__Exercise directions__. All of the entries below are to be repeated word for word.
═════ Records supplied
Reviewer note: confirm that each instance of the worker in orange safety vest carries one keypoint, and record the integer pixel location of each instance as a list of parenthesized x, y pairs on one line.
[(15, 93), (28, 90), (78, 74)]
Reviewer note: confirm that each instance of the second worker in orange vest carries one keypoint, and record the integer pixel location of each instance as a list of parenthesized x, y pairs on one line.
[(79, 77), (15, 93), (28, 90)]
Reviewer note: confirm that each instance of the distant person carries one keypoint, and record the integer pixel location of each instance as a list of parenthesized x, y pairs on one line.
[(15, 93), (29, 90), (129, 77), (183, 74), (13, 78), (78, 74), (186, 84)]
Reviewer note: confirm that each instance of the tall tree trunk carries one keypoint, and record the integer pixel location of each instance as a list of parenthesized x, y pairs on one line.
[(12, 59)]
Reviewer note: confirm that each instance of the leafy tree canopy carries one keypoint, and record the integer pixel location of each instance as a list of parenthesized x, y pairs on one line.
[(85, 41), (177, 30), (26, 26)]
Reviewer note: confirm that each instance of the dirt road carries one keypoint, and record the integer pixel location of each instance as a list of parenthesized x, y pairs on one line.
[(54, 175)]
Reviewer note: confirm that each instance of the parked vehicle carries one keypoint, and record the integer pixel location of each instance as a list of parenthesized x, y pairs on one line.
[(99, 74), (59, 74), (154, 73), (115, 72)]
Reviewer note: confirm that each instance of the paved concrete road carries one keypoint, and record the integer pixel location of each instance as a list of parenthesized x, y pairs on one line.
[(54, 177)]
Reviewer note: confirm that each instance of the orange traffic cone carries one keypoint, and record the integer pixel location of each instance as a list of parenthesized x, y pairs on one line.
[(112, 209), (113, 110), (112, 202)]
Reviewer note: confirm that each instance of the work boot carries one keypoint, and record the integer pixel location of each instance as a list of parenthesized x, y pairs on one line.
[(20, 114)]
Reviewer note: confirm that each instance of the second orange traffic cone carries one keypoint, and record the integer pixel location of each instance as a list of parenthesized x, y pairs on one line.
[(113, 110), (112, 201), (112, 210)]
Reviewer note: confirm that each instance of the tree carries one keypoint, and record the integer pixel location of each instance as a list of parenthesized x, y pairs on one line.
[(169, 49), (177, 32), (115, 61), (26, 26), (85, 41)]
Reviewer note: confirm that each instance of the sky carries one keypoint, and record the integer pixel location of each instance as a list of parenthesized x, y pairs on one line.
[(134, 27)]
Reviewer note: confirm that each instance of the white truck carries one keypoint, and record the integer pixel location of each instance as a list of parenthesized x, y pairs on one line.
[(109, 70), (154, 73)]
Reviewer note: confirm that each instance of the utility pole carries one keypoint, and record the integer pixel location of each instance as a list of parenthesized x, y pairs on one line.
══════════
__Exercise output__.
Reviewer note: confirm that each instance of the worker in orange safety vest carries one keypoint, and record the integer pixel location of each instance as a list of parenthesized x, y pairs on one line.
[(15, 93), (28, 90), (78, 74)]
Reviewer note: confirm that each instance of the second worker in orange vest carries one keypoint, and record the integer pixel location of each instance as a list of parenthesized x, y pairs on one line.
[(79, 77), (15, 93), (28, 90)]
Reviewer note: confirm that each instance of the distant person carries one keypoint, and record the integer pixel location of each instance as a list of parenthesized x, y pairs on one line.
[(15, 93), (29, 90), (129, 77), (183, 74), (13, 78), (78, 74), (186, 84)]
Reviewer note: confirm that each instance of the tall tree trunk carries one keypoint, and record the integer pixel location of each instance as a list of parenthesized x, y pairs on one line.
[(12, 59)]
Reviewer note: confirm that each instance of the leafy tree canopy carries one keypoint, and record the integer pixel location of each instance as a list of parenthesized x, y pairs on one line.
[(85, 41), (177, 30), (26, 26)]
Reviewer note: confirm that each instance of the dirt road carries one keypoint, and record the integer pixel location of each instance as a list of parenthesized x, y pairs on one line.
[(54, 175)]
Reviewer note: confirm that each instance of the parked vehicle carries one keypoint, and record the integer pixel location of each instance as a list of parenthesized x, y pairs on one line.
[(99, 74), (59, 74), (154, 73), (115, 72)]
Reviewer note: confirm that each instance of the paved concrete road carries one keypoint, and record the integer pixel location of each instance as a list of parenthesized x, y pairs on one line.
[(54, 177)]
Reviewer note: confirm that each instance of the orange traffic cone carries one keypoint, and record the integer pixel location of each instance as a list of parenthesized x, y pairs on one line.
[(112, 209), (113, 110), (112, 202)]
Reviewer note: confirm that each instance of the work boot carries one keypoint, and record the integer pixel location of each instance as a list of parenthesized x, y pairs on one line.
[(20, 114)]
Reviewer note: confirm that each instance of the second orange traffic cone carries one keypoint, and record the integer pixel location of each instance as a list of parenthesized x, y pairs on one line.
[(113, 110), (112, 201), (112, 210)]
Reviewer note: confirm that each instance of the tree carries one keypoint, and record the integer pixel location of each instance as a list of parenthesized x, y pairs on one line.
[(169, 49), (177, 32), (115, 61), (26, 26), (85, 41)]
Reviewer note: confirm that each instance of the sky carries one keypoint, and record the integer pixel location of each instance as a list of parenthesized x, y pairs on one line.
[(134, 27)]
Reviewer note: confirm that each instance of the white truck carries one keypoint, and record the integer pixel location of each instance as a list of parenthesized x, y pairs on one line.
[(109, 70), (154, 73)]
Reviewer note: confirm that each instance of the utility pole carries one keypoint, and record the integer pixel location of each instance as a list of parenthesized x, y pairs on one line.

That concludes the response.